◆ **Task instructions**: From the entries below, gather every line that contains the word "pillow" and copy each such line in full.

--- start Data for this exercise ---

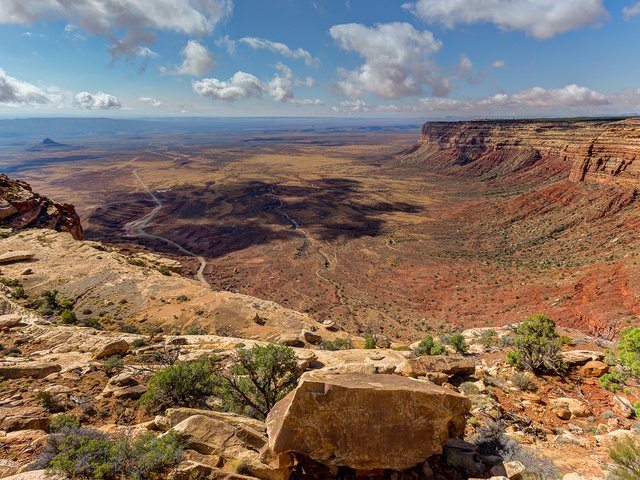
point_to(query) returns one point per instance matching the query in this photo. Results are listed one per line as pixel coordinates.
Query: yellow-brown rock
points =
(365, 422)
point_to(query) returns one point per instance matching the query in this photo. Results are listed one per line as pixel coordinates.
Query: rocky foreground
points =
(380, 412)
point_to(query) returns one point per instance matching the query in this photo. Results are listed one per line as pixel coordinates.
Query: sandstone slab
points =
(447, 364)
(365, 422)
(28, 369)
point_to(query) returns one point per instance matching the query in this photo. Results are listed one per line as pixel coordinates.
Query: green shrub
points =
(626, 457)
(112, 365)
(626, 360)
(19, 293)
(537, 346)
(429, 347)
(58, 422)
(369, 342)
(68, 317)
(82, 453)
(523, 382)
(491, 440)
(337, 344)
(194, 330)
(488, 338)
(186, 384)
(458, 343)
(258, 378)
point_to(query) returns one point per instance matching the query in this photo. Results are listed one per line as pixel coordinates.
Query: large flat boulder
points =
(365, 422)
(447, 364)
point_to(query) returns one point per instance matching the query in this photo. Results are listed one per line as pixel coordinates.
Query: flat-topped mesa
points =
(589, 150)
(21, 208)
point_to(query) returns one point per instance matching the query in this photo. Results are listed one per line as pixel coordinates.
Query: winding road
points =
(140, 224)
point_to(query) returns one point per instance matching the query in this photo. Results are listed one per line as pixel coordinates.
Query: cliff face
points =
(21, 208)
(604, 151)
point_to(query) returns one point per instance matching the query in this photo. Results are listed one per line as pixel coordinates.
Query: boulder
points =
(28, 369)
(232, 440)
(9, 320)
(118, 347)
(18, 423)
(594, 368)
(16, 256)
(447, 364)
(567, 408)
(365, 422)
(624, 406)
(580, 357)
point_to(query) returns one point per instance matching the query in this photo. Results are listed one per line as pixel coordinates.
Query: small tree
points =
(537, 346)
(429, 347)
(258, 378)
(186, 384)
(458, 343)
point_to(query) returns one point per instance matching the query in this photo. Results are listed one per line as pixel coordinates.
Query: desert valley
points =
(319, 240)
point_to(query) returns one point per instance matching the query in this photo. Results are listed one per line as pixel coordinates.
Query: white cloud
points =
(245, 85)
(96, 101)
(15, 93)
(282, 49)
(146, 52)
(227, 43)
(537, 100)
(197, 61)
(397, 60)
(631, 11)
(539, 18)
(241, 85)
(127, 23)
(154, 102)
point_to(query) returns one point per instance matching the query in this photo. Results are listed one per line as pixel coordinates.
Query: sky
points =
(378, 58)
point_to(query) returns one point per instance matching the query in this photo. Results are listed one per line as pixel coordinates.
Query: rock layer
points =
(595, 150)
(21, 208)
(364, 421)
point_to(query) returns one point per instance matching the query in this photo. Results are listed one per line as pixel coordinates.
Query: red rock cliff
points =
(21, 208)
(597, 150)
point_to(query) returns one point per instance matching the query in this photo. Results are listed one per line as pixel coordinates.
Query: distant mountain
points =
(48, 144)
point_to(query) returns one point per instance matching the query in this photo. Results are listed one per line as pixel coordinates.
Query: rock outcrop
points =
(21, 208)
(365, 422)
(594, 150)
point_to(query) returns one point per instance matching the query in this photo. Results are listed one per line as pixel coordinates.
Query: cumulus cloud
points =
(240, 85)
(154, 102)
(15, 93)
(396, 60)
(631, 11)
(127, 23)
(244, 85)
(197, 61)
(539, 18)
(96, 101)
(282, 49)
(536, 100)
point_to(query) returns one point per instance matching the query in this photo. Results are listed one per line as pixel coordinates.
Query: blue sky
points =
(420, 58)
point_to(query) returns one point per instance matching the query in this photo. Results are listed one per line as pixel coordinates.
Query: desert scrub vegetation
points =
(625, 455)
(537, 346)
(337, 344)
(251, 382)
(428, 346)
(82, 453)
(491, 440)
(625, 361)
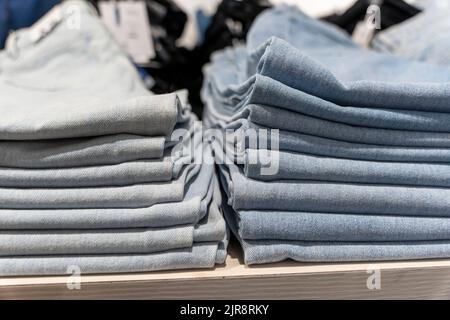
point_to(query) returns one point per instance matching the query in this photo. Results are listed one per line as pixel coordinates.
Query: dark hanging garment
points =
(183, 69)
(15, 14)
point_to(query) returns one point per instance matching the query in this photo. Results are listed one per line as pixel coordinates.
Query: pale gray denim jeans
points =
(77, 82)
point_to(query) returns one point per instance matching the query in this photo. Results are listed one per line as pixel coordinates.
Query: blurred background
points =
(171, 40)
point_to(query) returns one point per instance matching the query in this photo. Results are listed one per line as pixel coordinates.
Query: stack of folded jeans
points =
(331, 152)
(431, 44)
(89, 175)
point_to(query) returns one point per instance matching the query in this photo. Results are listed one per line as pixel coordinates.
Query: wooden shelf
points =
(289, 280)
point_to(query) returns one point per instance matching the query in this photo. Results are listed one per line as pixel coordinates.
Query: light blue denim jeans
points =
(76, 81)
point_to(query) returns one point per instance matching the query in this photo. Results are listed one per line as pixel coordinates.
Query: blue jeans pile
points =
(359, 167)
(91, 176)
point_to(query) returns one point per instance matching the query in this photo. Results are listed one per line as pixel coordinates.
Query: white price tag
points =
(128, 22)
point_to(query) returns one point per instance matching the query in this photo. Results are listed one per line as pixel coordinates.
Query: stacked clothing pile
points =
(359, 167)
(89, 176)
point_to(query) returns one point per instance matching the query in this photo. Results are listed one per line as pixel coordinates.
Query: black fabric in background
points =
(392, 12)
(230, 23)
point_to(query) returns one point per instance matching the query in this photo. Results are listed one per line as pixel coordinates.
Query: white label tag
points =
(128, 22)
(46, 24)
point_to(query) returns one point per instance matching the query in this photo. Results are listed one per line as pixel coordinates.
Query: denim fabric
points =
(107, 241)
(257, 252)
(301, 143)
(428, 45)
(316, 196)
(363, 145)
(123, 173)
(209, 247)
(189, 211)
(332, 227)
(351, 76)
(102, 150)
(230, 99)
(297, 166)
(66, 153)
(91, 89)
(202, 255)
(133, 196)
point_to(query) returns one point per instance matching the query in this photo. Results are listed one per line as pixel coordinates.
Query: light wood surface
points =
(288, 280)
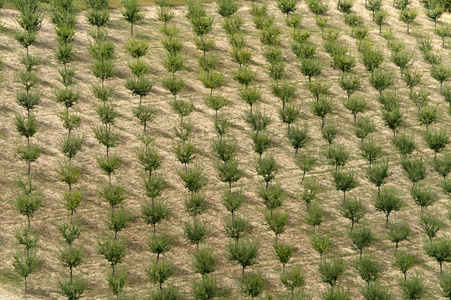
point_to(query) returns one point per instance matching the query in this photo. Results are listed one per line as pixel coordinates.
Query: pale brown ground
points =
(93, 210)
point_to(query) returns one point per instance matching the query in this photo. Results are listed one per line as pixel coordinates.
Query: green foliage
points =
(408, 15)
(321, 108)
(345, 180)
(204, 261)
(387, 201)
(354, 210)
(159, 272)
(72, 288)
(244, 252)
(113, 250)
(331, 270)
(267, 168)
(320, 243)
(413, 288)
(372, 58)
(431, 224)
(252, 284)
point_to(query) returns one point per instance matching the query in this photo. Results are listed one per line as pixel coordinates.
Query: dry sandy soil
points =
(94, 209)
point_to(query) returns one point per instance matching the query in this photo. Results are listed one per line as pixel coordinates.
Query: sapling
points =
(441, 73)
(371, 151)
(298, 137)
(354, 210)
(267, 167)
(362, 237)
(193, 178)
(314, 216)
(318, 88)
(388, 201)
(153, 212)
(408, 15)
(363, 127)
(311, 189)
(262, 140)
(289, 116)
(195, 204)
(204, 261)
(345, 6)
(404, 261)
(350, 84)
(378, 173)
(160, 244)
(159, 272)
(228, 172)
(276, 222)
(329, 133)
(132, 13)
(321, 109)
(331, 270)
(337, 156)
(272, 197)
(195, 231)
(306, 163)
(368, 268)
(415, 169)
(431, 224)
(244, 252)
(345, 180)
(320, 243)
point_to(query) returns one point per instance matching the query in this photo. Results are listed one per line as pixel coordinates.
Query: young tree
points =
(440, 249)
(320, 243)
(398, 232)
(408, 15)
(244, 252)
(132, 13)
(378, 173)
(345, 180)
(354, 210)
(368, 269)
(415, 169)
(252, 284)
(387, 201)
(331, 270)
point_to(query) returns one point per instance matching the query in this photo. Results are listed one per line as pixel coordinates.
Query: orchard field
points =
(230, 149)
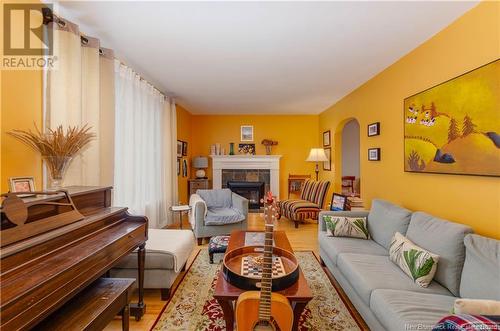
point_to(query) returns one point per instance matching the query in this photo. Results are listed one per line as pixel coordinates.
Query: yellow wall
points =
(184, 122)
(469, 42)
(295, 134)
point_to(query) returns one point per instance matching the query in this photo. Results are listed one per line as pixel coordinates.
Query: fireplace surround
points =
(253, 191)
(257, 163)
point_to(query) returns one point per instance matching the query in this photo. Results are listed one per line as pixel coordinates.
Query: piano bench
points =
(94, 307)
(167, 252)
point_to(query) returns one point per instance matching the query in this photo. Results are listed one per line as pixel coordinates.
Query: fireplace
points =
(253, 191)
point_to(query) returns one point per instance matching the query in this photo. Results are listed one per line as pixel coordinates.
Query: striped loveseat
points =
(308, 206)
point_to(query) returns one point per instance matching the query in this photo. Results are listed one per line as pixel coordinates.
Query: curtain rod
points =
(50, 17)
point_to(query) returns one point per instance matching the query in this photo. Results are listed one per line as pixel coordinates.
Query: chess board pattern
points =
(254, 272)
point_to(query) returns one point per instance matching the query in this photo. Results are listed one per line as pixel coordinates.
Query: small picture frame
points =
(374, 129)
(247, 133)
(327, 165)
(327, 140)
(179, 148)
(21, 185)
(246, 149)
(339, 202)
(373, 154)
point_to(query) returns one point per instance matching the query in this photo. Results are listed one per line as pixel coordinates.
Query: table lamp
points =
(200, 163)
(317, 155)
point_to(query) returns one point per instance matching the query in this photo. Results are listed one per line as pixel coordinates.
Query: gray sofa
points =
(387, 299)
(217, 212)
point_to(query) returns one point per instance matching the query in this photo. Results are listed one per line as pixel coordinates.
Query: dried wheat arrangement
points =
(57, 147)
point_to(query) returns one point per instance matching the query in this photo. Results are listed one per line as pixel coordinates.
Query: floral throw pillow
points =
(340, 226)
(415, 261)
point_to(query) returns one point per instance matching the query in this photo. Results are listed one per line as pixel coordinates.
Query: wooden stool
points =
(94, 307)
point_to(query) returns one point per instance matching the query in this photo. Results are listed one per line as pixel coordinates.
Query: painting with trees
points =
(454, 127)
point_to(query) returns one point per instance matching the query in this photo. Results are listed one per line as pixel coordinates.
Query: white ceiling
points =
(261, 57)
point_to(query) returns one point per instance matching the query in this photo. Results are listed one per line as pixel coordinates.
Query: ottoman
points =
(166, 254)
(217, 244)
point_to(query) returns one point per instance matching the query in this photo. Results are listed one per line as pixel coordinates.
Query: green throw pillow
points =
(415, 261)
(341, 226)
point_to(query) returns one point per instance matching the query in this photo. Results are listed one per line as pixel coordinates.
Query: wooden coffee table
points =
(226, 294)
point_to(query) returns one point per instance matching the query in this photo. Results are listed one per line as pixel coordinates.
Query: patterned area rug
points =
(192, 307)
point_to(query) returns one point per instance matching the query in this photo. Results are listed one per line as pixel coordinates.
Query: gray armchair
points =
(217, 212)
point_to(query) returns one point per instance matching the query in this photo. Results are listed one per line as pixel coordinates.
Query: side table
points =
(180, 209)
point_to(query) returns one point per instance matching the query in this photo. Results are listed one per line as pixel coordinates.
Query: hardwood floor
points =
(303, 238)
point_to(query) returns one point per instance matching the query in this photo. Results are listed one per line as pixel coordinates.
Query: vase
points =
(57, 166)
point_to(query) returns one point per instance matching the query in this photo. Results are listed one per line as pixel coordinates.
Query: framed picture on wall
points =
(327, 165)
(373, 129)
(374, 154)
(326, 138)
(184, 148)
(247, 133)
(179, 148)
(339, 202)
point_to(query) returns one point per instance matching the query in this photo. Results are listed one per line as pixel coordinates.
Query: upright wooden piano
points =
(55, 245)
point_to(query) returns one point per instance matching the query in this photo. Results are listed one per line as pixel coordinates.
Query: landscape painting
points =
(454, 127)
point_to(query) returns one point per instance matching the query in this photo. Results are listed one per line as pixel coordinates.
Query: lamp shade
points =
(317, 155)
(200, 162)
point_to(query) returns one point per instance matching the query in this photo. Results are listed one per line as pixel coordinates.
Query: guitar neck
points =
(267, 266)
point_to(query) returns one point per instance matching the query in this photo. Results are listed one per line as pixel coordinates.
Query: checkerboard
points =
(255, 272)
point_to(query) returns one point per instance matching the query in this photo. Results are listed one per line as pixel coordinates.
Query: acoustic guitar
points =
(264, 310)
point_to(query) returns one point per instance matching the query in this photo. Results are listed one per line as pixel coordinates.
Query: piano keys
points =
(61, 245)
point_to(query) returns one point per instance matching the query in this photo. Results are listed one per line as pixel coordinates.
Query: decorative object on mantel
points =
(326, 138)
(200, 163)
(22, 185)
(373, 154)
(317, 155)
(247, 133)
(327, 165)
(184, 168)
(269, 145)
(374, 129)
(179, 148)
(56, 147)
(247, 149)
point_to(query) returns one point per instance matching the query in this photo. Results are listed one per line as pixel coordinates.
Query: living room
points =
(149, 168)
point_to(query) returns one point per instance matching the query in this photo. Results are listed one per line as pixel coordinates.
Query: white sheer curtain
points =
(144, 119)
(77, 92)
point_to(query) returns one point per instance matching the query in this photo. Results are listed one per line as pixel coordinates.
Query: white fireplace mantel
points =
(270, 162)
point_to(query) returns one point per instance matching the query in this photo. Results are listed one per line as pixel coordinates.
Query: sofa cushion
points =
(353, 227)
(445, 239)
(223, 216)
(415, 261)
(385, 219)
(366, 273)
(405, 310)
(219, 198)
(165, 250)
(481, 273)
(335, 246)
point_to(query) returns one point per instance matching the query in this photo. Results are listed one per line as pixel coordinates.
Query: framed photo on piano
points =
(21, 185)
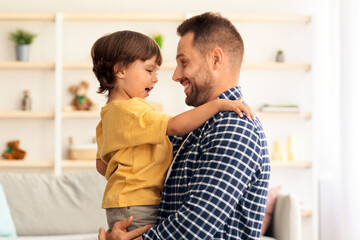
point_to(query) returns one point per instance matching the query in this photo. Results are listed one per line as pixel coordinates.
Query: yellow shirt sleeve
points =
(148, 128)
(129, 123)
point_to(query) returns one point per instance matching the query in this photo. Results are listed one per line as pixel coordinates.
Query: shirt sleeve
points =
(230, 162)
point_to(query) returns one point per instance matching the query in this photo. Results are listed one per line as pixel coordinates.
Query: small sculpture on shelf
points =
(26, 101)
(13, 152)
(80, 101)
(280, 56)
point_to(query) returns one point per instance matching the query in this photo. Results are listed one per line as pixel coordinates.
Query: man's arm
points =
(231, 157)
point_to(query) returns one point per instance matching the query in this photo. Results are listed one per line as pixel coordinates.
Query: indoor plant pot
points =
(22, 40)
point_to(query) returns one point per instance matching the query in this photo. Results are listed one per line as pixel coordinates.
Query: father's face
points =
(193, 72)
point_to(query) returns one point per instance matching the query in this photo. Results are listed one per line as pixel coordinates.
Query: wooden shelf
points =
(302, 19)
(77, 65)
(306, 213)
(123, 17)
(26, 163)
(46, 163)
(269, 18)
(246, 66)
(277, 66)
(81, 114)
(291, 164)
(284, 115)
(27, 16)
(257, 66)
(27, 65)
(27, 114)
(78, 163)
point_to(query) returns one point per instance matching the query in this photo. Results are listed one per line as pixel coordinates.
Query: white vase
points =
(22, 52)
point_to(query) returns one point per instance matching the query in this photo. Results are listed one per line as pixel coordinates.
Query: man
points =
(217, 185)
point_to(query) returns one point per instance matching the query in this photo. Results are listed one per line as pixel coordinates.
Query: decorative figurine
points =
(280, 56)
(290, 149)
(26, 101)
(13, 152)
(80, 101)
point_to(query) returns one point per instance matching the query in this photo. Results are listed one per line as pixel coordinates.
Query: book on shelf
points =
(280, 108)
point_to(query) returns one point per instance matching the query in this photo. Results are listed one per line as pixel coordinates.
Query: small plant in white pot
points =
(22, 40)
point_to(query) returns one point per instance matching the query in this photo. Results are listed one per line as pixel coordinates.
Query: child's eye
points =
(183, 62)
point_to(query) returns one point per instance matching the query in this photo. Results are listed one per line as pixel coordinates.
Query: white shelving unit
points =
(58, 66)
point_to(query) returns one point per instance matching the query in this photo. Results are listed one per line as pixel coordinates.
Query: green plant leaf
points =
(21, 37)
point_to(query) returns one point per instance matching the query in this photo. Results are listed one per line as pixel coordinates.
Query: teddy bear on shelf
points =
(80, 101)
(13, 152)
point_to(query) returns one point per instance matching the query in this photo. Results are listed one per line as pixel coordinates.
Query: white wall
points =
(262, 40)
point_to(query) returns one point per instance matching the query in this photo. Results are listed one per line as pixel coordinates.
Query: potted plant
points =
(22, 40)
(158, 37)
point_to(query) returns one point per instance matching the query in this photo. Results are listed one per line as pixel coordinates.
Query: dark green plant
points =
(21, 37)
(158, 39)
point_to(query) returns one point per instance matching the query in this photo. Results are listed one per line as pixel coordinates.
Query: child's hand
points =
(236, 106)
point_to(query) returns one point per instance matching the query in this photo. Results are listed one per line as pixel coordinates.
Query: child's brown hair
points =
(123, 48)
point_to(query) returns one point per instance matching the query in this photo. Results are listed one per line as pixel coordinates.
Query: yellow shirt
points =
(131, 139)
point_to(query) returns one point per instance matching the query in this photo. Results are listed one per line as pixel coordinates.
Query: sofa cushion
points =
(273, 193)
(7, 227)
(286, 222)
(44, 204)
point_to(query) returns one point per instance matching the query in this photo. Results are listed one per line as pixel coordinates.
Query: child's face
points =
(139, 78)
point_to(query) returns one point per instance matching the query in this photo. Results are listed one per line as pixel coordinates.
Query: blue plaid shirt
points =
(218, 183)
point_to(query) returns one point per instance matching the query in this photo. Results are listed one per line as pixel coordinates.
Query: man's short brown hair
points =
(123, 48)
(212, 30)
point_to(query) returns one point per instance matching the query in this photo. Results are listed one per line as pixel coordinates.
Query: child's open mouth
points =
(147, 90)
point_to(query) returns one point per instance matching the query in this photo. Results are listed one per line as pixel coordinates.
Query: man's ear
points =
(119, 70)
(217, 58)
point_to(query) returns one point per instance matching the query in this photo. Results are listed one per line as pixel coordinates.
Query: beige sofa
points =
(44, 206)
(67, 207)
(286, 220)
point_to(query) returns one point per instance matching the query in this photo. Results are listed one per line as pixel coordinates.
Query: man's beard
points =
(200, 94)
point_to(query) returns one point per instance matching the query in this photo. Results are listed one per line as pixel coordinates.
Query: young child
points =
(134, 152)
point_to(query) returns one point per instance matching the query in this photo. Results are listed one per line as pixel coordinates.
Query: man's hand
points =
(119, 231)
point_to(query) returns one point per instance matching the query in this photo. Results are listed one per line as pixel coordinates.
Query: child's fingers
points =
(238, 111)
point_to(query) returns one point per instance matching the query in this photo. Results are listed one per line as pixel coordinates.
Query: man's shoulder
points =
(224, 120)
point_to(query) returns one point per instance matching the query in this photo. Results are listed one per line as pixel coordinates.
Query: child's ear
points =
(119, 70)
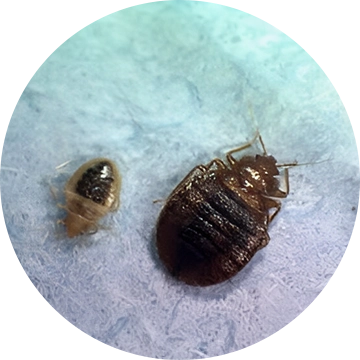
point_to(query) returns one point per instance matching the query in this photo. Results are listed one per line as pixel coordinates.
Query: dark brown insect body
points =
(217, 218)
(90, 194)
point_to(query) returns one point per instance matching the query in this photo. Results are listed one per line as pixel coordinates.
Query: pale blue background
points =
(161, 89)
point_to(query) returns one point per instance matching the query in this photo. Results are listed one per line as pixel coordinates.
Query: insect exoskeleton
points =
(91, 193)
(217, 218)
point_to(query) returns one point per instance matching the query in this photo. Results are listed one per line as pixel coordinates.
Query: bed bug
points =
(91, 192)
(217, 218)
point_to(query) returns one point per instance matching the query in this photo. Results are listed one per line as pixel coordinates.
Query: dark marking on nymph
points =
(95, 184)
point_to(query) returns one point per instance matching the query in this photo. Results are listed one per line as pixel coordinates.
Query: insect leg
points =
(283, 193)
(219, 163)
(272, 203)
(229, 156)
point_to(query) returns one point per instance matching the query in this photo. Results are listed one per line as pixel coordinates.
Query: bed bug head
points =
(258, 173)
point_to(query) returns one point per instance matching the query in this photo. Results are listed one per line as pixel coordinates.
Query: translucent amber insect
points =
(91, 193)
(217, 218)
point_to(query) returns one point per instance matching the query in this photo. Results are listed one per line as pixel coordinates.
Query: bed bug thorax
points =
(216, 219)
(91, 192)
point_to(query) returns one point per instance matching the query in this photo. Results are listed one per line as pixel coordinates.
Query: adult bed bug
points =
(217, 218)
(90, 194)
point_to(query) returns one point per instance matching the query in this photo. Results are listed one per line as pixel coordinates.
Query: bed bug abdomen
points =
(216, 219)
(206, 233)
(90, 194)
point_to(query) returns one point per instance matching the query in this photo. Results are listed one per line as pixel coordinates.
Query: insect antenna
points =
(252, 117)
(295, 163)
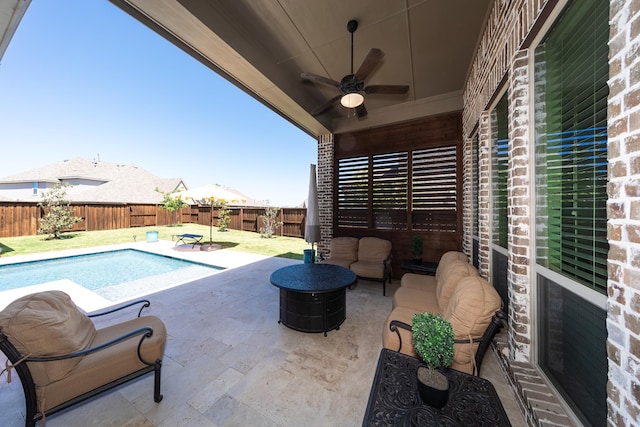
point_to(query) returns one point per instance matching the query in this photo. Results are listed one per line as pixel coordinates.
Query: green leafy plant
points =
(416, 246)
(224, 217)
(58, 216)
(433, 339)
(270, 223)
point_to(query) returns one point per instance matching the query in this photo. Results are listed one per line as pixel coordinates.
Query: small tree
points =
(270, 224)
(224, 217)
(59, 215)
(172, 202)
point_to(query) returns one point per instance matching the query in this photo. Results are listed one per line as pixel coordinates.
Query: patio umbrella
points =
(211, 195)
(312, 229)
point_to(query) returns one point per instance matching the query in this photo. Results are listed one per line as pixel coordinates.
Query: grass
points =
(243, 241)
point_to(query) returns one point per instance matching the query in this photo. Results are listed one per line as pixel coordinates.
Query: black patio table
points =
(394, 398)
(312, 296)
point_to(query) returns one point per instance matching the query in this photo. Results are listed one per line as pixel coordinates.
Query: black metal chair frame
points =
(29, 387)
(485, 341)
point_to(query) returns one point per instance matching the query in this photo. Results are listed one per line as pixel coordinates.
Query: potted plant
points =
(433, 340)
(416, 249)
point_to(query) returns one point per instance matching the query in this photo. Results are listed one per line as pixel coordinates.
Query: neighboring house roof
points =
(111, 182)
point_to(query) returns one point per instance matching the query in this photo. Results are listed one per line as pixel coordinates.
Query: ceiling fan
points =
(352, 88)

--- end Data for this exercise ---

◆ **Output below**:
Query: floral throw pillow
Query: green throw pillow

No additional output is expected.